» PROBLEM REQUIREMENTS: Render this sentence from the article about office health certifications below into Spanish: "In contrast, the WELL Health-Safety Rating must be renewed annually."

» SOURCE TEXT:

Office landlords use health pledges to woo leery tenants
Hoping workers will feel safe back at their desks, building owners are investing in certifications of cleaning and safety practices.
Many office workers haven’t seen their desks in months. With vaccines offering hope for subduing the pandemic, a nagging thought is commonplace: Once there’s a general return to work, how safe will that place be?
Some landlords, worried about unused space or slack demand, are taking extra, and sometimes expensive, steps to assure tenants about cleanliness and health. They are getting third-party validations that their practices promote well-being. Returning tenants can expect to see those certifications enshrined in decals or plaques to make them less anxious about working away from home again.
Prolific Chicago developer Sterling Bay is an example of one approach. For six of its office properties spanning the Loop, River West and Fulton Market, Sterling Bay has attained the WELL Health-Safety Rating. The developer is among the first here to obtain that rating, administered by the for-profit International WELL Building Institute, for a portfolio of its properties.
Others are following a more rigorous program from the same institute that confers what’s called WELL Certification. It’s far more expensive than the health-safety rating, potentially setting back the owner of an office skyscraper more than $100,000. It requires on-site verification around 10 core concepts, ranging from air and water quality to whether there is fresh fruit in the building or quiet spaces to reduce stress.
It goes well beyond controlling a pandemic. But supporters say COVID-19 has raised awareness about health in the workplace and that landlords have to meet new standards to compete for tenants.
“We cater to those tenants that are in competitive recruiting situations” such as firms in law and financial services, said developer John O’Donnell, CEO of Riverside Investment & Development, which has finished an office tower at 110 N. Wacker Drive and is building another at 320 S. Canal St. O’Donnell said he’s seeking the platinum level of WELL Certification, the highest grade, for his buildings. “We value a certification from an independent third party,” he said.
Buildings downtown that have earned WELL Certification, according to the program’s website, are at 151 N. Franklin St. and 155 N. Wacker Drive, which are office developments of the John Buck Co., and the Essex on the Park apartment building, 808 S. Michigan Ave. Besides platinum, additional levels include gold and silver that attest to a building meeting specific goals.
WELL Certifications are good for three years and reduced rates apply for renewals, said a spokesperson for the WELL Building Institute. In contrast, the WELL Health-Safety Rating must be renewed annually.
Other building owners question whether the ratings are worth it, are confusing to the average person or convey a false sense of security about the coronavirus. Sponsors of WELL and a competing program called Fitwel caution there can be no guarantees that a person can’t catch a virus at work.
“A lot of these programs are, with all due respect, kind of a gimmick to attract tenants,” said John Murphy, who has invested in offices, hotels and residential projects here. He said landlords are taking extraordinary measures in response to the pandemic, but many don’t see the cost of certification programs as being worth it.
Sterling Bay’s WELL Health-Safety Ratings show its commitment “to preparing our properties for a safe and healthy return to the workplace,” said CEO Andy Gloor. Its ratings apply to its One and Two Prudential Plaza, 111 N. Canal St., 210 N. Carpenter St., 311 W. Monroe St., 333 N. Green St. and 600 W. Chicago Ave.
As a lower-cost way to get the coveted WELL best practices seal, the rating system calls for a third-party review of documents submitted by the developer, but without on-site checking. Its cost for the rating is $4,200 with discounts for multiple properties.

» Stored data:
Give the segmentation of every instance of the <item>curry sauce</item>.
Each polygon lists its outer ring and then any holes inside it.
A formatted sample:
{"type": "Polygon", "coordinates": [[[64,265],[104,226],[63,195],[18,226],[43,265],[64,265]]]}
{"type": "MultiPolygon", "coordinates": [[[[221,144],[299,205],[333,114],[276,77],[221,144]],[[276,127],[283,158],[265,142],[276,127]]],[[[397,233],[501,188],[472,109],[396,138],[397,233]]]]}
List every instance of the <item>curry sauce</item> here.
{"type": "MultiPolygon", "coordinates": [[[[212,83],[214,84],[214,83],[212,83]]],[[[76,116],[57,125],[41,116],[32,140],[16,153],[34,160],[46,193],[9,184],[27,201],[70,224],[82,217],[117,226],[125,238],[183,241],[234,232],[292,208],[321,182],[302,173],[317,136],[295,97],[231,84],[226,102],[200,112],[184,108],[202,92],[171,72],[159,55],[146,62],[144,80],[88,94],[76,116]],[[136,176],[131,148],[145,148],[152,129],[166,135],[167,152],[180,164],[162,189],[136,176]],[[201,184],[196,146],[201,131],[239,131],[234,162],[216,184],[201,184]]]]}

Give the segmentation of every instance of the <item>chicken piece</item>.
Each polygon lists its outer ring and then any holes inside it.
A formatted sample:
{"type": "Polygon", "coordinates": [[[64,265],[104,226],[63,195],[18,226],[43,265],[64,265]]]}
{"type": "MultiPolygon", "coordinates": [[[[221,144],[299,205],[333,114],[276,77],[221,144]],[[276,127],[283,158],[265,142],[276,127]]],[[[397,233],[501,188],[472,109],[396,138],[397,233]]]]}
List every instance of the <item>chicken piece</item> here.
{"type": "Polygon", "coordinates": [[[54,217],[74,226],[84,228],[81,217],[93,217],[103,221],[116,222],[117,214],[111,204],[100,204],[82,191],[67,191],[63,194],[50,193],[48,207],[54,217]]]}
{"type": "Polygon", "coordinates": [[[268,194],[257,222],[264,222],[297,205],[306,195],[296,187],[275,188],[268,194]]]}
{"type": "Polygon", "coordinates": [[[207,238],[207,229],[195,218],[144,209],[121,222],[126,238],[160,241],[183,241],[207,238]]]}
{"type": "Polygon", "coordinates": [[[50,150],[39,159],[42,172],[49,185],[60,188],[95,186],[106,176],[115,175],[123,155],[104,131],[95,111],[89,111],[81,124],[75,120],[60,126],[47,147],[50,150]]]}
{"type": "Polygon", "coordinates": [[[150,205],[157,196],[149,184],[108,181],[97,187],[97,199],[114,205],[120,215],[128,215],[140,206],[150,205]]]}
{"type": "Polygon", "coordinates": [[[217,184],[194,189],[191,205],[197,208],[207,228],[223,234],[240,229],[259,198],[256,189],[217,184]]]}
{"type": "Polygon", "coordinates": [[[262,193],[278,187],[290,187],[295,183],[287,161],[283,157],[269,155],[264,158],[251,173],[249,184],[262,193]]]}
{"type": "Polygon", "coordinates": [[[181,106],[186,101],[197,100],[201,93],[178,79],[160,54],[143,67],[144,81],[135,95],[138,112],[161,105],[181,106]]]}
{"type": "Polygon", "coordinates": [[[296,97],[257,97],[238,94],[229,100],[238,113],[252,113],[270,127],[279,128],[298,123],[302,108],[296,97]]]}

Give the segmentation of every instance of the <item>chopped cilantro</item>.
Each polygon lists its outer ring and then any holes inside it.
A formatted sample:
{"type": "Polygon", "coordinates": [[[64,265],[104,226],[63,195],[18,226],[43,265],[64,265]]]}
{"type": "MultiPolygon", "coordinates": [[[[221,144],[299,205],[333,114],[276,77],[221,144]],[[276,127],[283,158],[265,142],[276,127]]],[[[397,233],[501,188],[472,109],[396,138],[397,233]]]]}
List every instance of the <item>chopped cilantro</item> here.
...
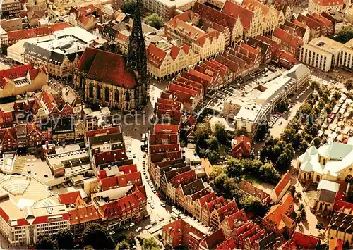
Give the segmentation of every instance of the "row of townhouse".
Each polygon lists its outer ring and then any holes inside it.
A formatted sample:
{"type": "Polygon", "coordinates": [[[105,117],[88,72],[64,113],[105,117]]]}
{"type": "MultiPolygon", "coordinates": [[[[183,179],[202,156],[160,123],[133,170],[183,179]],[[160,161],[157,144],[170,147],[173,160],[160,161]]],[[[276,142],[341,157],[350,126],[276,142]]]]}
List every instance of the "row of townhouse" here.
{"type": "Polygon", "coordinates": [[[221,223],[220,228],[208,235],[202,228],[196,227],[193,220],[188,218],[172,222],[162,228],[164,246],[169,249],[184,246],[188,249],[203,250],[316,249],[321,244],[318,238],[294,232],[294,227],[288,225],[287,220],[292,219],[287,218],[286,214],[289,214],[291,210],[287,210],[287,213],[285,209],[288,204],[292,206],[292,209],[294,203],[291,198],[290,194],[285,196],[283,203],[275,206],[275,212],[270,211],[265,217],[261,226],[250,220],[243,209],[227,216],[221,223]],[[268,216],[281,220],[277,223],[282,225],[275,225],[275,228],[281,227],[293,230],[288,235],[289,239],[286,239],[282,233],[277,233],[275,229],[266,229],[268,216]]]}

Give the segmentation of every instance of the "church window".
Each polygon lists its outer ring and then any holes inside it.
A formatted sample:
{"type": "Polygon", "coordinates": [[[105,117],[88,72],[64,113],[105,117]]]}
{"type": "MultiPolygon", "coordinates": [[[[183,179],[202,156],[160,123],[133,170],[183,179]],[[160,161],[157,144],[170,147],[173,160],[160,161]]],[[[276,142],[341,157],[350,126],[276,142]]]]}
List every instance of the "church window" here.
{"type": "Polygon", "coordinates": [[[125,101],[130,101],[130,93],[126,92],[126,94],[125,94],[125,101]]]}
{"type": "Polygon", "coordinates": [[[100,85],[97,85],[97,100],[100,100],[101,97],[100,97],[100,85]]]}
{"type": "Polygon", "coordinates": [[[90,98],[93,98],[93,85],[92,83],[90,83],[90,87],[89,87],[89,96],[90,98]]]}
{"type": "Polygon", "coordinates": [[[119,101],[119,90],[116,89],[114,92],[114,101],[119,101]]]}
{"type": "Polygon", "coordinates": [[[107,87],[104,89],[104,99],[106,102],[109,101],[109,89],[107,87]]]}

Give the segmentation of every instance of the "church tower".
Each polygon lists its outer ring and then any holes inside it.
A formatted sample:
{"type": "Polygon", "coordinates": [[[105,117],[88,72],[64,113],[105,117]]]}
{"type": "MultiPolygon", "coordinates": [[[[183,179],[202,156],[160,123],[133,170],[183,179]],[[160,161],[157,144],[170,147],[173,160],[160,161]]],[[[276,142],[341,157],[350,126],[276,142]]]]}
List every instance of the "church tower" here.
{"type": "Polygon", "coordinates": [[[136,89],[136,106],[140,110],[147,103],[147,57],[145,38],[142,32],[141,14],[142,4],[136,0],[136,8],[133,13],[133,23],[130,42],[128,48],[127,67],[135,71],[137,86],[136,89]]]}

» ANSWER FOR THIS EXERCISE: En cambio, el WELL Health-Safety Rating debe renovarse cada año.